*SET PROBLEM*: Please select and copy every line of the records that contains the word "stone".

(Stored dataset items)
━━━━━━━━━━━━━━━━
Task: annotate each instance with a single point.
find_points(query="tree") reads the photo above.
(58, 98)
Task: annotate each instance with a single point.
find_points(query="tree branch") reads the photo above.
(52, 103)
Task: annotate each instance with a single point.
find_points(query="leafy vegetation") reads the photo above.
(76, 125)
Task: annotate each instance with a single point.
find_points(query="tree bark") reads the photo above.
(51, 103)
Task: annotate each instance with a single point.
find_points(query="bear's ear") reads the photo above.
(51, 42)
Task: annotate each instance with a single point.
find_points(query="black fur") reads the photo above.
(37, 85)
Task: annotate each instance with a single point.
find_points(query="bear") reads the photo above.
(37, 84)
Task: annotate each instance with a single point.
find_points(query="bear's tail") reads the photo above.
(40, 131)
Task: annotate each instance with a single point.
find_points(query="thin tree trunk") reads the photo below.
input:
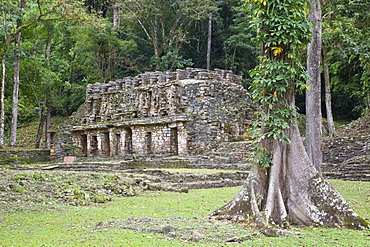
(313, 96)
(40, 129)
(2, 92)
(2, 102)
(116, 24)
(13, 126)
(329, 113)
(47, 126)
(209, 41)
(14, 122)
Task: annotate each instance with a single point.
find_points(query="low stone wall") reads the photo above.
(24, 156)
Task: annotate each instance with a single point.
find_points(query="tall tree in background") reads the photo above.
(165, 24)
(329, 112)
(209, 42)
(313, 95)
(13, 126)
(37, 11)
(283, 186)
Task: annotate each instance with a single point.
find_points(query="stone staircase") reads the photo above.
(345, 158)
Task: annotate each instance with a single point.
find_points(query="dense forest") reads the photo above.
(51, 49)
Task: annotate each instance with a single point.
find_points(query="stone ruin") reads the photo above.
(187, 112)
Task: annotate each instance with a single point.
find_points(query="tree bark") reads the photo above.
(13, 126)
(47, 126)
(40, 129)
(313, 96)
(2, 92)
(2, 102)
(209, 41)
(329, 113)
(291, 191)
(14, 122)
(116, 24)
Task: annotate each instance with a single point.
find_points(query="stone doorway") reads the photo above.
(128, 141)
(148, 141)
(84, 145)
(174, 141)
(106, 143)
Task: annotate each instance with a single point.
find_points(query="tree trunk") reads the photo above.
(329, 113)
(291, 191)
(2, 102)
(313, 96)
(13, 126)
(116, 24)
(14, 122)
(2, 92)
(209, 41)
(47, 127)
(40, 129)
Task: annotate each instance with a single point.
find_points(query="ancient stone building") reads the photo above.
(186, 112)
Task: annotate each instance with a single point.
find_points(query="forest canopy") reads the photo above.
(65, 45)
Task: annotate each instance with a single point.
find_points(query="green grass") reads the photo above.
(66, 225)
(196, 171)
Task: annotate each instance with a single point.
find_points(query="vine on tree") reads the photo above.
(283, 30)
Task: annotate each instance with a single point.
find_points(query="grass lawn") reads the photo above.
(125, 222)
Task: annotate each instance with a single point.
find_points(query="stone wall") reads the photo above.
(177, 113)
(24, 156)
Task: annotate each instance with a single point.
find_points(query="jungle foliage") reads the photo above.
(68, 44)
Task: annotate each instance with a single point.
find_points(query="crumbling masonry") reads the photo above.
(186, 112)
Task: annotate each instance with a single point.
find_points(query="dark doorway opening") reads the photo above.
(174, 141)
(106, 144)
(128, 141)
(148, 142)
(94, 145)
(84, 145)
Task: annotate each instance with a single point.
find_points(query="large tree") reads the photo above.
(283, 186)
(313, 96)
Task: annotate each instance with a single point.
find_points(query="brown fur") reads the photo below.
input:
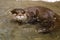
(44, 16)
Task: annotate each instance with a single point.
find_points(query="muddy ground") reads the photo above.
(14, 31)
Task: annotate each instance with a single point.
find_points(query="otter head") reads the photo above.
(19, 14)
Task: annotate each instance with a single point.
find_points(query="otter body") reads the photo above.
(41, 15)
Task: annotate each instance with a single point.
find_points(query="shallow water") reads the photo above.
(14, 31)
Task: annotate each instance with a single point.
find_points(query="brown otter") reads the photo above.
(45, 17)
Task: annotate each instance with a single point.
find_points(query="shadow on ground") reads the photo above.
(13, 31)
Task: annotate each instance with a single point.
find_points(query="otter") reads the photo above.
(45, 17)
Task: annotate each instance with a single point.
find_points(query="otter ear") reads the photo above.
(13, 11)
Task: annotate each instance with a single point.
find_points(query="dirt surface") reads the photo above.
(14, 31)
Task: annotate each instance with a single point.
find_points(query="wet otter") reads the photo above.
(37, 14)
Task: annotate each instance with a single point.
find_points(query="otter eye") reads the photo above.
(23, 12)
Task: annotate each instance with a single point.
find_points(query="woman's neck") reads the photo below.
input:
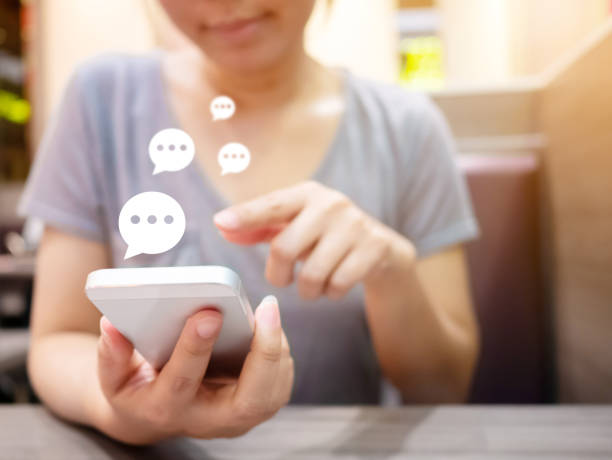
(295, 76)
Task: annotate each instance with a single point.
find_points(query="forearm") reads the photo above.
(425, 352)
(62, 368)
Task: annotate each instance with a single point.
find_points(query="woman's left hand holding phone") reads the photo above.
(142, 405)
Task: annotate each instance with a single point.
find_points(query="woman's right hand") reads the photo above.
(142, 405)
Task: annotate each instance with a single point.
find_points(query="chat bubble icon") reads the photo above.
(222, 108)
(171, 150)
(233, 158)
(151, 223)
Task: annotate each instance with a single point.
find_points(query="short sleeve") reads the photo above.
(434, 204)
(62, 188)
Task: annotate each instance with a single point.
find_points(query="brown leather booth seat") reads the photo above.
(506, 280)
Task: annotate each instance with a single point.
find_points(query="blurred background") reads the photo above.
(527, 88)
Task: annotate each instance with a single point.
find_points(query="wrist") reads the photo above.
(396, 266)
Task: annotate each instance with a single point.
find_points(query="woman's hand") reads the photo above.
(144, 406)
(339, 243)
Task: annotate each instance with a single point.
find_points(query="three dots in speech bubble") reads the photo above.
(154, 222)
(172, 149)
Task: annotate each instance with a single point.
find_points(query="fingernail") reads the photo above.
(269, 316)
(227, 219)
(208, 327)
(104, 324)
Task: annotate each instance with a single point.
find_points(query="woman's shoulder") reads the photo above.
(107, 73)
(392, 104)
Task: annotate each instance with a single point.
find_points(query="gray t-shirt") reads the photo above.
(392, 155)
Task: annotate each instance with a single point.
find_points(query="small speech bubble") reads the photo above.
(151, 223)
(171, 150)
(222, 108)
(233, 158)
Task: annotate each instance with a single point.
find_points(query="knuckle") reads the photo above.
━━━━━━━━━━━━━━━━
*WRITTEN ANSWER*:
find_points(query="low stone wall") reads the photo above.
find_points(query="stone staircase") reads the photo above.
find_points(query="stone ruin") reads the photo above.
find_points(query="stone doorway") reads the photo above.
find_points(query="ancient stone building") reads the photo above.
find_points(query="stone wall") reads the photo above.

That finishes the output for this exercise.